# Should I do this?



## motdaugrnds (Jul 3, 2002)

I have Windows 10 (refurbished) that has been working fine. Yet I just received a pop-up notice stating the following:

"WINDOWS UPDATE .... Restart and update to stay in support .... Support for the Windows 10 April 2018 update ends November 2019. Restart to install a supported version of Windows."

What is stated here is all I know. Will it be safe to restart and install that "supported version of Windows"? I have no idea what that "supported version" is. 

Any information would be helpful.


----------



## painterswife (Jun 7, 2004)

No


----------



## painterswife (Jun 7, 2004)

Go to Windows updates in the program menu and tell us what happens


----------



## Nevada (Sep 9, 2004)

Check your Windows 10 version. Press the Windows key + r and type winver, then click ok. The popup will tell you the version and build number.

The 4-digit version number is what I need. It will be obvious. If you have version 1709 or earlier then it's entirely possible that your version is out of date.


----------



## painterswife (Jun 7, 2004)

Also close all browsers and the reopen one to see what happens.


----------



## motdaugrnds (Jul 3, 2002)

Oh dear. I do so much appreciate your all help; yet I have no understanding of what you are all telling me to do. 

I don't know where the "...Windows updates in the program menu..." is. 

I don't know what a "Windows key" is or where it is located. You stated to "...Check your Windows 10 version. Press the Windows key + r and type winver, then click ok. The popup will tell you the version and build number. The 4-digit version number is what I need. It will be obvious. .." So I do not know how to find what you're asking for.

What do you mean? "...close all browsers and the reopen one to see what happens..." I just opened this one to pull up this forum's website. It worked as it always has.

* _WHAT YOU SHOULD DO_
Answer these about the forum thread:
(a) According to the pop-up notice, when does support for the Windows 10 April 2018 update end?
(b) After pressing the Windows key + r, what does Nevada say to type?
(c) Which versions does Nevada say may be out of date?
Rely only on the forum thread above for your answers.

Dataset rows:

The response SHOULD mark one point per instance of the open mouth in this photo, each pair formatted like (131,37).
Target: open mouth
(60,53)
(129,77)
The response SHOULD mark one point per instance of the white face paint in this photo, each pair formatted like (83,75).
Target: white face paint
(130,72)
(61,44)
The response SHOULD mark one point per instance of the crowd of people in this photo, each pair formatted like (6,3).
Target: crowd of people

* _TASK SOLUTION_
(a) November 2019
(b) winver
(c) Version 1709 or earlier